> **WRITTEN EXERCISE**: Transcribe each line exactly.

-=-=-

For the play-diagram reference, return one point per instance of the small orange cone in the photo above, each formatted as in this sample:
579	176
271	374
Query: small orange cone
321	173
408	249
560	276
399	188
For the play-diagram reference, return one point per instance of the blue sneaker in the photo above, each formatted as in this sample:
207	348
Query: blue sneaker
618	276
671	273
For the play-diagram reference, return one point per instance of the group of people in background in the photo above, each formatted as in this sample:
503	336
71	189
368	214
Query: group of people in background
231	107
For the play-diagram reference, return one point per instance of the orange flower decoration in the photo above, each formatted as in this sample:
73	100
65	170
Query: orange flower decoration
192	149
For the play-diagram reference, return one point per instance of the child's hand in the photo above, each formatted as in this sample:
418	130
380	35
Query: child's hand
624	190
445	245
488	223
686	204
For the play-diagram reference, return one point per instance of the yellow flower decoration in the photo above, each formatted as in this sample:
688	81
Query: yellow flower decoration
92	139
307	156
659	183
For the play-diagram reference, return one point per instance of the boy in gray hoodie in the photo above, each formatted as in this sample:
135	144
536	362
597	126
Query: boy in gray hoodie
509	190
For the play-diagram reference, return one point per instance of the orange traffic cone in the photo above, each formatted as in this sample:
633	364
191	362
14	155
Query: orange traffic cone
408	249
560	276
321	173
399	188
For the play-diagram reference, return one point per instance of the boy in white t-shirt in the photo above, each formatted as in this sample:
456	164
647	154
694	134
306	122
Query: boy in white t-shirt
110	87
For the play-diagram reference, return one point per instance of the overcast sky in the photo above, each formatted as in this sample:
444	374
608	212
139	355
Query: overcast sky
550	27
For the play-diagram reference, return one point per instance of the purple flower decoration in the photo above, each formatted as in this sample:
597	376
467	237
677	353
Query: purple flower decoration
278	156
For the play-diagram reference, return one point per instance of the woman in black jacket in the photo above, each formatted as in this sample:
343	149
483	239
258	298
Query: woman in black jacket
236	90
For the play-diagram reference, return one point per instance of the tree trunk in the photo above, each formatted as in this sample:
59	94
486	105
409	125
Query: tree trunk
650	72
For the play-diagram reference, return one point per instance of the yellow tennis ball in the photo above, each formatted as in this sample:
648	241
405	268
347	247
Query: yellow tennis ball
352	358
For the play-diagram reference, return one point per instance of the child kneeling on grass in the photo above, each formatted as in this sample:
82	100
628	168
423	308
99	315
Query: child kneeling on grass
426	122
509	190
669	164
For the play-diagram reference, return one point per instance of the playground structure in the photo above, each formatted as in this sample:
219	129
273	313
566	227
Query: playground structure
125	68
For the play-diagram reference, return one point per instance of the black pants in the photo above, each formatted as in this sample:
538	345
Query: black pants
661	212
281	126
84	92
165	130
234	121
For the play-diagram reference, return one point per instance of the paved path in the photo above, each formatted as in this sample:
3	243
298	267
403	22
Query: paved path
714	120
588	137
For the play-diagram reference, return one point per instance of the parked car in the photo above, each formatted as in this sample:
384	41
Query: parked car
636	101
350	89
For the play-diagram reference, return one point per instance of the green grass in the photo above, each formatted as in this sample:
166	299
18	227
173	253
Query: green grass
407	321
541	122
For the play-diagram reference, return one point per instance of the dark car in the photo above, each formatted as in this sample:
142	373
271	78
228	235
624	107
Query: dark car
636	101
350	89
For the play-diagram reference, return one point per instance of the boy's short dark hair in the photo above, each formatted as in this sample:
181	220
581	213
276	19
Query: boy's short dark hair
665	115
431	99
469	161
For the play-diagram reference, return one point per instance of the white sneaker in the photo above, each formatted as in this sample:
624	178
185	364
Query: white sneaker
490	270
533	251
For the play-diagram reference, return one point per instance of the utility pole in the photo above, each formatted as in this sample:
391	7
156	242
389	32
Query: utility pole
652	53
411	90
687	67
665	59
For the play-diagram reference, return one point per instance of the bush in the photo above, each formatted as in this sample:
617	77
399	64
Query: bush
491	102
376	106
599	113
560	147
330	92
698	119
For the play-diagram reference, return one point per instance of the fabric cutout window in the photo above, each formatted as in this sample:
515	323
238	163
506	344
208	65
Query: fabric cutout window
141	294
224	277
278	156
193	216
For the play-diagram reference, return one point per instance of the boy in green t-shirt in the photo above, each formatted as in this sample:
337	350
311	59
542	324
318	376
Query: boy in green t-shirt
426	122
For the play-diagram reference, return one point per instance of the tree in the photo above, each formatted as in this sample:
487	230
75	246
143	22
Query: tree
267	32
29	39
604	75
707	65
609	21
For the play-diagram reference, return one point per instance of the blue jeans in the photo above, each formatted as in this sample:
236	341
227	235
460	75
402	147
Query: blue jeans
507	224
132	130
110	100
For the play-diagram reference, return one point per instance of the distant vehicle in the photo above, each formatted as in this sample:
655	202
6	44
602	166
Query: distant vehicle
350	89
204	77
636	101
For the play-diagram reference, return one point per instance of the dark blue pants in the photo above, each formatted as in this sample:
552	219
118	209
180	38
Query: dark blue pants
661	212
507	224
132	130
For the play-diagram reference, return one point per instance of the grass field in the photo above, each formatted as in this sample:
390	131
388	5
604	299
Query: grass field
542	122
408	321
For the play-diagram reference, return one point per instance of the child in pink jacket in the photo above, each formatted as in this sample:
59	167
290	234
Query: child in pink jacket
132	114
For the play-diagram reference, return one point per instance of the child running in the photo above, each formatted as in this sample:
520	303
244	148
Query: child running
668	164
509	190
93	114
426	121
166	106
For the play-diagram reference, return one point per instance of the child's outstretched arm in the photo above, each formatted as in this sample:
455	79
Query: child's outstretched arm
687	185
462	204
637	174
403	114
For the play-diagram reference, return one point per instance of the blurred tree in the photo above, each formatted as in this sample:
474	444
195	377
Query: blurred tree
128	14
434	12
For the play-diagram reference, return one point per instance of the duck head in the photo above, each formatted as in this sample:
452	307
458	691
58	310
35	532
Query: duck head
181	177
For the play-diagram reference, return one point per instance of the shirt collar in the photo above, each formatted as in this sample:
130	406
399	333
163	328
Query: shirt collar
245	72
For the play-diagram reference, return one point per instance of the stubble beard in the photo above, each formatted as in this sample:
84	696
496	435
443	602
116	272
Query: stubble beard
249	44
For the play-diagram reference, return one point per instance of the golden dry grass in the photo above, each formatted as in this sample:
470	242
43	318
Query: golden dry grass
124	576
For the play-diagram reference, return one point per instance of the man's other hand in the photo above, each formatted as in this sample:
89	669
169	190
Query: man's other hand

-=-=-

> **ANSWER BELOW**:
For the play-diagram reference, return one point per instance of the small orange cone in the photo above, each formatted as in this sample:
579	176
271	374
Query: small orange cone
321	173
408	249
560	276
399	188
For the play-diagram reference, return one point per instance of the blue sneaker in the photo above, each formatted as in this sample:
207	348
Query: blue sneaker
618	276
671	273
For the play-diagram reference, return one point per instance of the group of people in background in the photo above, each formatted as in this sample:
503	336
71	189
368	214
Query: group of people in background
231	107
For the play-diagram reference, return one point per instance of the orange flower decoration in the photo above, each formatted as in this sample:
73	100
65	170
Query: orange flower decoration
192	149
For the play-diagram reference, return one point per instance of the child's hand in the photo above, each formatted as in this sample:
418	130
380	35
Query: child's hand
624	190
445	245
488	223
686	204
For the play-diagram reference, return one point per instance of the yellow flower decoration in the photo above, each formatted as in this sample:
688	81
Query: yellow flower decoration
92	139
307	156
659	183
For the play-diagram reference, return one point per instance of the boy in gray hoodie in the photo above, each formatted as in this sample:
135	144
536	362
597	126
Query: boy in gray hoodie
509	190
For the play-diagram reference, return one point per instance of the orange traffic cone in the photo above, each formatted as in this sample:
633	364
191	362
14	155
Query: orange traffic cone
408	249
560	276
321	173
399	188
For the play-diagram reference, return one point per instance of the boy in white t-shirt in the photo above, each formatted as in this sample:
456	164
647	154
694	134
306	122
Query: boy in white t-shirt
110	87
For the play-diagram reference, return one point per instance of the overcast sky in the photo above, each formatted as in this sample:
444	374
608	212
139	355
Query: overcast sky
550	27
For the play-diagram reference, return one point per instance of the purple flower decoration in the photo above, each formatted as in this sample:
597	376
467	237
677	353
Query: purple flower decoration
278	156
For the play-diagram reference, return one point per instance of the woman in black jacket in the photo above, each formatted as in this sample:
343	149
483	239
258	298
Query: woman in black jacket
236	90
For the play-diagram reference, return one point per instance of the tree trunk in the photo above, each formatted as in this sample:
59	94
486	105
409	125
Query: tree trunk
650	72
For the play-diagram reference, return one point per instance of the yellow tennis ball in the photo above, each formatted as in this sample:
648	241
405	268
347	247
Query: yellow tennis ball
352	358
For the play-diagram reference, return one point per instance of the child kneeling on grass in the photo above, each formatted as in this sample:
82	100
628	168
423	308
99	315
Query: child kneeling on grass
426	122
509	190
669	164
For the play-diagram reference, return one point per instance of the playground structure in the photo above, each formatted as in this sample:
219	129
273	313
566	227
Query: playground structure
125	68
For the play-diagram reference, return one point per instance of the black pants in the photo above, each formatted as in this sample:
538	345
Query: black pants
661	212
281	126
84	92
165	130
234	121
For the play-diagram reference, return one point per instance of the paved path in the photo above, each formatted as in this sample:
3	243
298	267
403	22
Query: paved path
714	120
588	137
For the play-diagram reference, return one point per instance of the parked car in the photo above, each formatted as in this sample:
384	41
Query: parked car
636	101
350	89
For the play-diagram reference, return one point per instance of the green grass in the photo above, each formatted as in this sample:
166	299
18	227
173	253
Query: green grass
407	321
541	122
For the play-diagram reference, return one point per instance of the dark car in the photo above, each formatted as in this sample:
142	373
271	78
228	235
624	107
Query: dark car
636	101
350	89
For the play-diagram reference, return one point per instance of the boy's short dark hair in the photo above, each formatted as in this sample:
181	220
581	213
276	19
Query: boy's short dark hair
665	115
431	99
469	161
For the play-diagram reference, return one point per instance of the white sneaker in the photo above, each formatted as in this sample:
624	178
185	364
Query: white sneaker
490	270
533	251
For the play-diagram reference, return one point per instance of the utility pole in the photo above, each formatted as in this sample:
391	7
156	242
389	32
Query: utility pole
652	53
411	90
687	67
665	59
For the play-diagram reference, return one point per instance of the bush in the photo above, each formatted as in this sample:
617	77
399	64
Query: bush
491	102
376	106
599	113
560	147
330	92
698	119
For the play-diagram reference, return one point per instance of the fabric cutout window in the photo above, each formatted as in this sample:
515	323
238	163
506	344
208	65
Query: fabric cutout window
141	294
224	277
278	156
193	216
For the play-diagram reference, return one point per instance of the boy in green t-shirt in the photo above, each formatted as in this sample:
337	350
311	59
542	324
318	376
Query: boy in green t-shirt
426	122
For the play-diagram reference, return one point per instance of the tree in the photo above, each formatted as in this sample:
487	230
75	246
143	22
Query: tree
267	32
29	39
604	75
707	65
609	21
For the play-diagram reference, return one point per instance of the blue jeans in the photo above, each formatted as in this sample:
236	341
227	235
460	75
402	147
Query: blue jeans
507	224
132	130
110	100
For the play-diagram reference, return one point per instance of the distant vehicle in the photo above, each formatted as in this sample:
655	202
6	44
602	166
Query: distant vehicle
350	89
204	77
636	101
For the play-diagram reference, return one point per instance of the dark blue pants in the photo above, each formatted as in this sample:
552	219
118	209
180	38
Query: dark blue pants
661	212
507	224
132	130
For the play-diagram reference, return one point per instance of the grass field in the photo above, each formatted as in this sample:
390	131
388	5
604	299
Query: grass field
542	122
408	321
For the play-diagram reference, return one point per instance of the child in pink jacket in the photo above, each formatted as in this sample:
59	167
290	234
Query: child in pink jacket
132	114
For the play-diagram reference, return one point per instance of the child running in the photo above, each formatted as in this sample:
520	303
244	148
Query: child running
668	164
509	190
93	114
426	121
166	106
For the play-diagram reference, return one point per instance of the child's outstretched arm in the photo above, each formatted as in this sample:
455	79
Query: child's outstretched arm
687	185
462	204
637	174
403	114
For the play-diagram reference, return one point per instance of the blurred tree in the photo above, each formatted as in this sample:
474	444
195	377
Query: blurred tree
128	14
434	12
For the play-diagram reference, return one point per instance of the duck head in the photo above, each formatted as in this sample:
452	307
458	691
58	310
35	532
Query: duck head
181	177
For the play-diagram reference, return one point per instance of the shirt collar in the photo above, each formatted as in this sample:
130	406
399	333
163	328
Query: shirt collar
245	72
For the play-diagram reference, return one point per instance of the stubble beard in the photo above, each formatted as in this sample:
84	696
496	435
443	602
116	272
Query: stubble beard
249	44
For the play-diagram reference, return one point per instance of the golden dry grass in the photo above, each formatted as in this sample:
470	242
43	318
Query: golden dry grass
124	576
For the play-diagram reference, return one point per instance of the man's other hand in the photo above, each formatted as in this sample:
89	669
169	190
Query: man's other hand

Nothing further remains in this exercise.